COMPLETE THE FOLLOWING -
- 1) Please rewrite the paragraph of the note on scraping dynamic websites that begins "The website is dynamic" as a shorter version that keeps its main facts.
- 2) Write the next part of the note on scraping dynamic websites, picking up after the table of three options.

PAGE -

1. The website is dynamic (content loaded with JavaScript), soup.select() alone will not work because BeautifulSoup can only parse the static HTML returned by the server. Dynamic content is rendered after the page is loaded, often via AJAX requests or lazy loading.
2. To handle dynamic website, we have three methods:

### Option	When to Use	Tools Required	+ Difficulty
- Option 1: Selenium + BeautifulSoup | Dynamic content, no API	| Selenium, BeautifulSoup, Pandas	⭐⭐⭐ (Medium)
- Option 2: API request via requests |	API available (check XHR requests) | Requests, Pandas	⭐⭐ (Easy)
- Option 3: Hybrid (Selenium + API) | Dynamically-generated API URL	| Selenium, Requests, Pandas	⭐⭐⭐⭐ (Complex)

Entries from a pointing dataset -
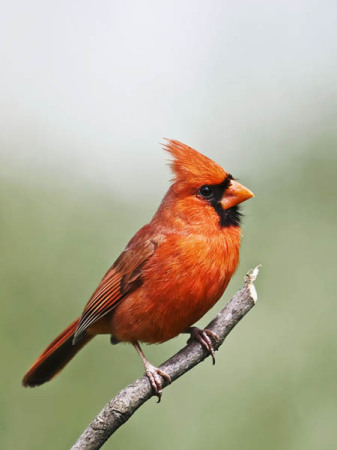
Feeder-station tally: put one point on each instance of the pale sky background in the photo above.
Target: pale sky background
(89, 89)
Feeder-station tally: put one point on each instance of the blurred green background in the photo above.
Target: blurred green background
(87, 92)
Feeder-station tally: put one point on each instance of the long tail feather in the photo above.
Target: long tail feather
(55, 357)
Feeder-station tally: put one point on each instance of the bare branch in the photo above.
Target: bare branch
(127, 401)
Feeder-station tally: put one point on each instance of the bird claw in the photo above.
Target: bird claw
(154, 375)
(204, 338)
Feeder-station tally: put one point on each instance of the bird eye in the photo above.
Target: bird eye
(206, 191)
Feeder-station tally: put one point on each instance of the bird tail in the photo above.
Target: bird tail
(55, 356)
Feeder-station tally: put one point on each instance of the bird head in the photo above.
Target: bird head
(203, 187)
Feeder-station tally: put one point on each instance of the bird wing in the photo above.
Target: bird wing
(123, 277)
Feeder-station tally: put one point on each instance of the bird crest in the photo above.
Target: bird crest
(191, 167)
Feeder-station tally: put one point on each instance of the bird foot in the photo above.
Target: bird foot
(154, 375)
(204, 337)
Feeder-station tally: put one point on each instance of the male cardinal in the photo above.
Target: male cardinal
(170, 274)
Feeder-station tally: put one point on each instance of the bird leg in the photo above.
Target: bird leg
(153, 373)
(204, 337)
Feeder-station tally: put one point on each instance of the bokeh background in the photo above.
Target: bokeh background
(88, 90)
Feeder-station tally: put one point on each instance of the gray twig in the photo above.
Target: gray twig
(127, 401)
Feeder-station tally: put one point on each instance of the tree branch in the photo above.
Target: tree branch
(127, 401)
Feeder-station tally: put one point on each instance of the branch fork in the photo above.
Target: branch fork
(118, 410)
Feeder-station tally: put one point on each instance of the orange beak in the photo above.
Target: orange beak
(236, 193)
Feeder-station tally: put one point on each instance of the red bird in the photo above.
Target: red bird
(170, 274)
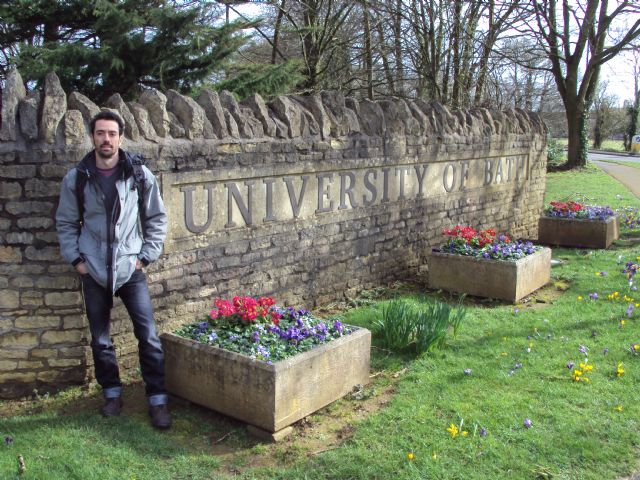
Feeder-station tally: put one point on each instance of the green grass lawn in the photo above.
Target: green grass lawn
(607, 145)
(622, 162)
(517, 356)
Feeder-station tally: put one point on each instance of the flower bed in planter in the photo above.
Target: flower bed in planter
(268, 395)
(486, 265)
(571, 224)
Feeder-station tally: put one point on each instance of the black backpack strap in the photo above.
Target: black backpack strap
(138, 182)
(81, 181)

IN RESPONSE -
- 1) When a site loads its content with JavaScript, soup.select() alone will not work. BeautifulSoup parses only the static HTML the server returns, while dynamic content is rendered after the page loads, often through AJAX requests or lazy loading.

- 2)
### Key Commands for CSS Selectors

Selector	Usage	Example
- ID Selector	-- Select by ID	--> #search-results-page-1
- Class Selector --	Select by class	--> .meta-line
- Child Selector --	Direct child selector -->	#search-results-page-1 > ol
- Descendant Selector --	All descendants -->	#search-results-page-1 ol div
- nth-child() --	Select specific child -->	ol > div:nth-child(1)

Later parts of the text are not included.